SOURCE DATA |
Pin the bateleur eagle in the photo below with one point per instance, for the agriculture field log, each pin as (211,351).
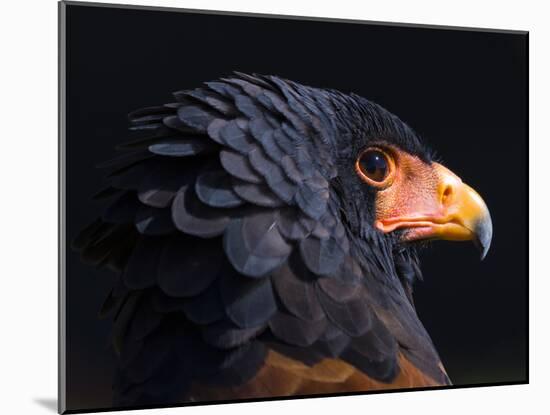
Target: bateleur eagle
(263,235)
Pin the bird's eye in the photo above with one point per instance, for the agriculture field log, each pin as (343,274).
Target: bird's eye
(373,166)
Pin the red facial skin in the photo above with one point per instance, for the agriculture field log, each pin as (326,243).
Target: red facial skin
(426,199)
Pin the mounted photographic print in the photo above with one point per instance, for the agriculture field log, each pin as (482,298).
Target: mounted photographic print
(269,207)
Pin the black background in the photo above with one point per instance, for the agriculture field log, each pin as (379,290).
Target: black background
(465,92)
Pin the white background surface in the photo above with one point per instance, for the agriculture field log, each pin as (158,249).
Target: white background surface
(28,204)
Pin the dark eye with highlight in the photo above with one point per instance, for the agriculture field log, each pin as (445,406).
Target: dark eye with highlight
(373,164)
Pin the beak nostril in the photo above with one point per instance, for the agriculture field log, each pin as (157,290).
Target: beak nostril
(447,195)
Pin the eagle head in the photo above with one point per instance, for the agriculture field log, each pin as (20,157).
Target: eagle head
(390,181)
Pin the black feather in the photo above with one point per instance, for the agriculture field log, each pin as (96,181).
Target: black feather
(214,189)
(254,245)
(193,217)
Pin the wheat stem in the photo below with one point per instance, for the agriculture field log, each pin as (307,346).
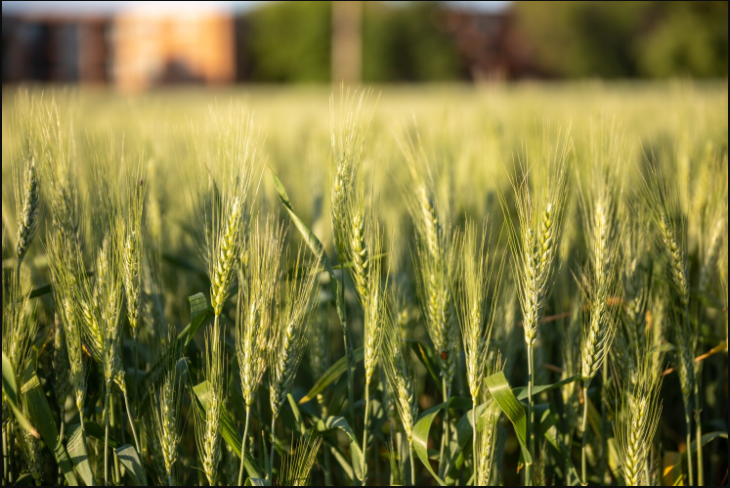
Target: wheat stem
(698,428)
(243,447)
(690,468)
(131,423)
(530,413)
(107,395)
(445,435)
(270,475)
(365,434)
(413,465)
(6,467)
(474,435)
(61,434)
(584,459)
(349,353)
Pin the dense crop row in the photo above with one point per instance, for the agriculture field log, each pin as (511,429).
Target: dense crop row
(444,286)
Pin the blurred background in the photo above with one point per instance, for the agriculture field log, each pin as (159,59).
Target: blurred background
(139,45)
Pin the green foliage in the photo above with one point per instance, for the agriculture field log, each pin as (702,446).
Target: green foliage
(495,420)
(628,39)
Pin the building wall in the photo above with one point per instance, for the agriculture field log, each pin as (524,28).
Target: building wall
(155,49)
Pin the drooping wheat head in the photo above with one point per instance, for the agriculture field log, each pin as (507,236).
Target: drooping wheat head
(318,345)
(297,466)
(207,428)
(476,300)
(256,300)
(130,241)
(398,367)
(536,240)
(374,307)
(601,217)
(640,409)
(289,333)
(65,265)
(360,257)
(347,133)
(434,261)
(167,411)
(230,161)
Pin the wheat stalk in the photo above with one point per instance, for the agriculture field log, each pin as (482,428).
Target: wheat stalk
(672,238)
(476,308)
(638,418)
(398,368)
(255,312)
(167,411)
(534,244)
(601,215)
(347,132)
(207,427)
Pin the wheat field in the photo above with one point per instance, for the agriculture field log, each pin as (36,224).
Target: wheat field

YOUR ASSIGNMENT |
Please return the lines above that run from the line containing "Target: dense crop row" to the line containing "Pin the green", inclusive, exactly and with no other lines.

WRITTEN ANSWER |
Target: dense crop row
(444,286)
Pin the blurred background in the photo above with one point per instance, for the agriculture field log, each pin as (159,59).
Target: blurred background
(139,45)
Pin the green foliage in the photo above with one point per instance, for the agriculture field log, each pin as (702,446).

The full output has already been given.